**Text**.
··········
# How To Help: Basic 5 Litre Demijohn Cider Recipe



## blazers121 (12/4/13)

Hi guys, another newbie question which I am sure you all love answering. Thank you in advance

I have been doing some research on this forum mainly and I am looking at starting my first cider brew (I brewed beer about 6 years ago, not very well)
Anyhow I am liking the idea of using a 5 Litre Demijohn (or something else around the 5 litre size)

My main reason is I would like to experiment a bit and with a 20 litre batch I would end up with way too many bottles.
So I have been looking around and I couldn’t find any step by step instructions to do this, here is my thoughts based on other threads of how I will do it

Ingredients (I know I can experiment with these + add extra sugar etc):

4 Litres of Juice (non preservative)
Yeast, how much yeast will I need?
5 Litre Demijohn
Bung with Airlock for the Demijohn – can this just be purchased at homebrew shop? And is this the best thing to use?
The process I believe as follows

Put Juice in Deminjohn, sprinkle yeast on top
Fit Airlock
Store at about 20 degrees
Once it stops bubbling after around 2/3 weeks – or is there some other way I can measure when it is done?
Bottle and prime with sugar 
Store for about 2 to 3 weeks – do I want to store them in the fridge or is a dark garage fine?

If I want to measure alcohol content, do I just buy a hydrometer and measure when it is all mixed and then after it is fermented?

Is there anything else I need to consider


----------



## Bribie G (12/4/13)

I have been brewing beer for about 5 years and now getting into ciders. Here's an idea.

Supermarket juice can be bought in 3 L bottles for around $3. Pour off a wee bit to have with brekky and add sugar and yeast to the bottle then shake well. tighten lid until it is open just the slightest crack.
··········
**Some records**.
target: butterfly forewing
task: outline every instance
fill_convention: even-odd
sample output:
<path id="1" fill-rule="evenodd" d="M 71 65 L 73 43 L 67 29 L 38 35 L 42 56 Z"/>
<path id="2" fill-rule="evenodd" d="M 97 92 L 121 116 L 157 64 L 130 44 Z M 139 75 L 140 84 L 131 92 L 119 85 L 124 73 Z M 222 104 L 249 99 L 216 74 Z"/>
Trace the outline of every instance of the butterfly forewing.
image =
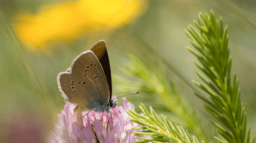
<path id="1" fill-rule="evenodd" d="M 90 50 L 92 50 L 97 56 L 103 68 L 103 70 L 104 72 L 109 84 L 109 99 L 111 99 L 111 97 L 112 95 L 112 84 L 111 79 L 109 59 L 107 54 L 105 41 L 101 40 L 97 42 L 94 46 L 92 46 Z"/>
<path id="2" fill-rule="evenodd" d="M 59 74 L 58 82 L 68 99 L 82 109 L 89 108 L 89 104 L 99 98 L 108 100 L 109 89 L 106 76 L 98 59 L 91 51 L 78 56 L 69 72 Z"/>

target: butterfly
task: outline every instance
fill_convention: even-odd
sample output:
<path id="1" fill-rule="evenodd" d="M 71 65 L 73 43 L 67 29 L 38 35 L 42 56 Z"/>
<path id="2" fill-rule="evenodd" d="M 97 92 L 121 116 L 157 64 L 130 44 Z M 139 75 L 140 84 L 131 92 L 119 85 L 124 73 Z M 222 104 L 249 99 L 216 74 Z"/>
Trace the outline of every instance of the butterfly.
<path id="1" fill-rule="evenodd" d="M 74 59 L 67 72 L 59 74 L 57 81 L 65 98 L 77 105 L 75 112 L 80 107 L 82 111 L 109 113 L 109 108 L 117 106 L 112 100 L 110 64 L 104 40 Z"/>

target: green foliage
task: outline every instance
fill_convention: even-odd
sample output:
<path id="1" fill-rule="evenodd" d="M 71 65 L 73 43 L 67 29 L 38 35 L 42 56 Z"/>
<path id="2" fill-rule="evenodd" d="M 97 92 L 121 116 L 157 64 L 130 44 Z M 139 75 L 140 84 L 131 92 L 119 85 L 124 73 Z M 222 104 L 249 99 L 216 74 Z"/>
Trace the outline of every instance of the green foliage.
<path id="1" fill-rule="evenodd" d="M 129 100 L 133 104 L 142 101 L 147 104 L 154 103 L 152 106 L 157 109 L 157 112 L 162 112 L 168 117 L 176 118 L 175 120 L 179 121 L 179 124 L 182 124 L 192 134 L 205 141 L 210 140 L 210 137 L 207 137 L 202 122 L 195 109 L 176 91 L 173 82 L 167 82 L 164 73 L 162 72 L 164 70 L 159 70 L 163 68 L 159 67 L 159 65 L 160 64 L 150 62 L 146 64 L 137 56 L 130 55 L 129 64 L 127 64 L 123 69 L 124 72 L 135 77 L 136 79 L 132 81 L 136 82 L 129 82 L 127 79 L 119 77 L 115 82 L 119 84 L 119 88 L 117 89 L 132 89 L 133 91 L 130 92 L 141 92 L 139 96 Z M 169 116 L 170 114 L 172 116 Z"/>
<path id="2" fill-rule="evenodd" d="M 200 33 L 191 25 L 185 32 L 200 54 L 189 47 L 187 49 L 197 56 L 201 65 L 197 61 L 194 63 L 208 79 L 197 72 L 207 86 L 193 82 L 208 94 L 210 99 L 195 94 L 206 102 L 202 104 L 204 108 L 221 123 L 210 120 L 223 139 L 215 138 L 220 142 L 253 143 L 255 136 L 250 142 L 250 128 L 247 129 L 246 112 L 240 101 L 240 89 L 235 73 L 232 82 L 227 26 L 223 29 L 222 17 L 216 19 L 212 11 L 210 16 L 200 13 L 198 22 L 195 21 L 194 23 Z"/>
<path id="3" fill-rule="evenodd" d="M 144 127 L 135 127 L 132 129 L 144 129 L 142 132 L 134 132 L 134 135 L 149 135 L 152 138 L 142 138 L 142 142 L 175 142 L 175 143 L 199 143 L 199 140 L 195 136 L 191 136 L 189 133 L 183 129 L 182 127 L 172 123 L 166 117 L 162 115 L 162 119 L 157 116 L 154 109 L 150 107 L 151 114 L 147 110 L 146 107 L 142 104 L 140 109 L 144 114 L 141 115 L 132 112 L 127 112 L 132 117 L 131 121 L 138 123 Z M 202 141 L 201 142 L 204 142 Z"/>

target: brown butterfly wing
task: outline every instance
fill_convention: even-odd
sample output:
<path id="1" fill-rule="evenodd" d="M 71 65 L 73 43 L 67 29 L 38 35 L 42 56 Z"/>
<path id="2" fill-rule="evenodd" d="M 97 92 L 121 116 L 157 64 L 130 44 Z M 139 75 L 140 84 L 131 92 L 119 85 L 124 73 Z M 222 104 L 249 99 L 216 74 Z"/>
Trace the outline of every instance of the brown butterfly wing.
<path id="1" fill-rule="evenodd" d="M 73 61 L 69 72 L 59 74 L 60 90 L 71 102 L 88 109 L 101 97 L 108 100 L 109 85 L 103 69 L 91 51 L 82 53 Z"/>
<path id="2" fill-rule="evenodd" d="M 99 41 L 94 46 L 92 46 L 92 48 L 90 48 L 90 50 L 94 53 L 102 64 L 107 77 L 107 83 L 109 84 L 110 92 L 109 99 L 111 99 L 112 95 L 112 83 L 111 79 L 110 64 L 107 54 L 106 42 L 104 40 Z"/>

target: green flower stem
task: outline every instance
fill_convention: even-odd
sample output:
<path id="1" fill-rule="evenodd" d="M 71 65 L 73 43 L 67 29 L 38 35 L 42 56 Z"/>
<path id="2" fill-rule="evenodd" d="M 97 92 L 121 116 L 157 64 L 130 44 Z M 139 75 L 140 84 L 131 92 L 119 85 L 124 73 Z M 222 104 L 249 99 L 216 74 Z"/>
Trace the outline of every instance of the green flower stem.
<path id="1" fill-rule="evenodd" d="M 229 39 L 227 26 L 223 30 L 222 18 L 220 17 L 220 21 L 216 19 L 212 11 L 211 11 L 210 16 L 200 13 L 198 23 L 197 21 L 194 23 L 200 30 L 200 34 L 192 26 L 189 26 L 188 31 L 185 31 L 185 32 L 190 43 L 202 56 L 197 54 L 192 49 L 187 49 L 197 56 L 202 65 L 201 66 L 194 61 L 199 69 L 210 80 L 208 82 L 197 72 L 199 77 L 210 89 L 195 81 L 193 82 L 208 94 L 212 101 L 197 93 L 195 94 L 207 104 L 207 105 L 203 104 L 205 109 L 225 127 L 222 127 L 210 120 L 217 128 L 217 132 L 226 142 L 249 143 L 250 129 L 248 129 L 246 134 L 246 113 L 240 102 L 240 89 L 238 87 L 238 79 L 236 79 L 235 73 L 233 77 L 233 83 L 231 84 L 230 82 L 232 58 L 230 57 L 227 48 Z M 225 128 L 228 130 L 225 129 Z M 215 139 L 220 142 L 226 142 L 216 137 Z M 252 139 L 252 143 L 254 140 L 255 137 Z"/>

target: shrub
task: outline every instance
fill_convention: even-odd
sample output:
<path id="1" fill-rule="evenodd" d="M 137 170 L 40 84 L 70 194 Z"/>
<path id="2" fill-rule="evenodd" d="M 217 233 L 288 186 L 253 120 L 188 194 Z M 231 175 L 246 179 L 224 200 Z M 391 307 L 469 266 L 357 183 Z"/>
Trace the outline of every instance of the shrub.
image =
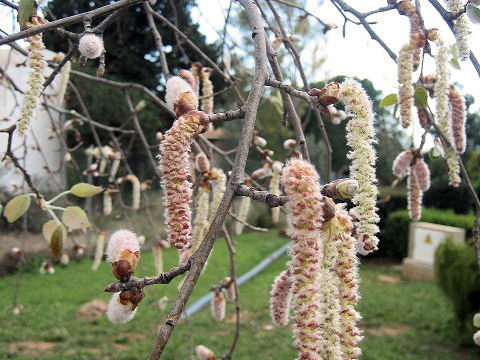
<path id="1" fill-rule="evenodd" d="M 474 216 L 458 215 L 452 210 L 423 209 L 420 221 L 434 224 L 464 228 L 467 237 L 471 237 Z M 408 253 L 408 228 L 410 218 L 407 210 L 398 210 L 390 213 L 382 229 L 382 251 L 388 256 L 404 258 Z"/>
<path id="2" fill-rule="evenodd" d="M 455 328 L 463 344 L 472 344 L 473 315 L 480 306 L 480 270 L 474 249 L 447 240 L 435 252 L 435 274 L 453 304 Z"/>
··········
**Required tasks**.
A: List the items that the first post in the cider thread gives under its ingredients heading, using the post's own names for them.
B: Resume the cider thread's second post right after its last sentence, keeping its casual voice.

**Outputs by task**.
A:
- 4 Litres of Juice (non preservative)
- Yeast
- 5 Litre Demijohn
- Bung with Airlock for the Demijohn

B:
As it ferments the cider will have little or no krausen, unlike beer. It will generate CO2 that will force its way out through the crack so nothing will come in against the flow.

You should be good at ambient temp in Melb. at the moment. After around 10 days screw lid tight and occasionally crack the lid to see if gas is still being generated.

After bottling then just hoy the 3L bottles and save the yeast cake in a sterile jar or bottle.

I'll be doing a test run myself with 3 or 4 Coles 3L goonies as soon as I can get some yeast off my current full batch.

I intend just to drink from the Goonie as I used to do with the Farmhouse scrumpy back in the Old Dart but may bottle a few as well.

Edit: a hydrometer would be the go although it would waste a lot comparatively.
You can expect cider to ferment right out to 1.000 
I did a check on supermarket juice with my refractometer and it is generally 1.042.

Using that and knowing what amount of sugar you also add for a stronger brew you can work out the final strength just from the recipe. You can't really do that with beer as it all finishes at different gravities. Praise ye o cider.

I'm on the phone ATM but will dig out some formulae later.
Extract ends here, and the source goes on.